OBJECTIVES -
1. Write out the passage on the hotel door lock word for word, starting with "Switch B allows" and going on through "obtained his code.".
2. Extend the description of the hotel door lock with the part that would come next after its final sentence.

DOCUMENT SECTION -
A member of the hotel staff may enter his personal code at the
keyboard 32. The microprocessor 84 scans the stored list of
authorized access codes. If the code is not authorized, an error is
indicated on the display 36. If the code has been stored and
flagged as an override code, assigned for example to the hotel
manager or security staff, then the catch mechanism 28 is placed in
an unlocking state. If the code has been stored and flagged as a
universal code assigned, for example, to a cleaner, the
microprocessor 84 checks the state of the bolt 24 as indicated by
the switch 76. If the bolt 24 is in its unlocking position, the
controller 30 places the catch mechanism 28 in its unlocking state,
allowing the staff member to push to door 10 open. If the bolt 24
is locked, the microprocessor 84 leaves the catch mechanism 28 in
its locking state and places a corresponding message on the display
36 indicating that the room 12 is occupied. The controller 30
illuminates the yellow LED 92 in response to locking of the bolt
24, to give a visual indication that the room 12 is occupied. As
hotel operators can attest, a common and serious complaint among
guests is unwanted intrusion by hotel cleaning staff. Cleaning
staff may not notice the actuated yellow LED 92 or any other visual
indicator, and the controller 30 should thus positively preclude
entry by appropriate locking of the catch mechanism 28. The
microprocessor 84 may also be programmed to preclude entry of
cleaning staff during particular hours of the day, for security
reasons.
Switch A permits cleaning staff effectively to reset the guest
code. The microprocessor 84 responds according to a predetermined
algorithm to set a new code. The front desk of the hotel must be
notified by the cleaning staff to ensure that an updated code is
thereafter assigned to a new guest. If the system illustrated in
FIG. 10 is implemented, records of the front desk can be
automatically updated and a new code automatically assigned. To
prevent inadvertent erasure of a guest's access code, the
microprocessor 84 is programmed to respond to entry of a particular
universal code, such as the access code used by the cleaning staff,
followed by actuation of the switch A (before entry of another code
such as the guest's access code).
Switch B allows a guest to change his assigned access code. One
problem is that a guest may not remember an arbitrary code. This
can lead to repeated requests at the front desk of the hotel to
retrieve forgotten codes. Another consideration is guest security.
By changing the assigned guest code, the guest is assured that no
one else has obtained his code.
In this embodiment of the invention, the guest pushes button B to
set the controller 30 to a code-changing mode. The guest is then
prompted by the display 36 to enter a new access code at the
keyboard 32. Once the new code is entered, the guest is prompted at
the display to confirm or cancel the new code, for example, by
pressing an enter key on the keyboard 32. If the new code is
confirmed, the microprocessor 84 erases the old access code from
the memory 86 and records the newly-entered code as the only access
code authorized to the guest. This allows a guest to use a license
plate number, a social security code, a birth date or any other
personal information to control access to his room 12. The button B
is of course within the room so that individuals who are not
authorized to enter the room cannot initiate the code-hanging
function. To avoid inadvertent tripping of the button B by persons
with authorized access codes other than the guest, the
microprocessor 84 is programmed to enter its code-changing mode of
operation in response to entry of the currently-stored guest code
followed by tripping of the switch B (before entry of another
access code).

SOURCE EXCERPT -
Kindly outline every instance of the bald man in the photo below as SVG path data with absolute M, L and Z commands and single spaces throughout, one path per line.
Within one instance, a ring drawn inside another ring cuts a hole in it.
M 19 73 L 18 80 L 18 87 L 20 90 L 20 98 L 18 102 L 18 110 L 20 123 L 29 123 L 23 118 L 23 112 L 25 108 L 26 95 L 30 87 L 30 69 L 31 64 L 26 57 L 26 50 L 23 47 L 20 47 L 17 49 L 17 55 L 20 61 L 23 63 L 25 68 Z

WRITTEN ANSWERS -
1.
Switch B allows a guest to change his assigned access code. One
problem is that a guest may not remember an arbitrary code. This
can lead to repeated requests at the front desk of the hotel to
retrieve forgotten codes. Another consideration is guest security.
By changing the assigned guest code, the guest is assured that no
one else has obtained his code.

2.
The switch C may be used in the event of an emergency. Its function
is preferably duplicated by a parallel switch at bedside. In
response to operation of the switch C, the microprocessor 84
actuates a speaker 93 mounted on the keyboard 32 to produce an
audible alarm signal in the hallway. (The speaker 93 is preferably
concealed behind the keyboard 32, but has not been illustrated in
that configuration.) The microprocessor 84 simultaneously places
the catch mechanism 28 in its unlocking state on a continuous
basis. Security staff or anyone passing in the hallway can then
enter the room 12 to investigate or lend assistance. Since the
catch mechanism 28 releases the bolt 24 as well as the latch 18, it
is inconsequential whether the bolt 24 has been set.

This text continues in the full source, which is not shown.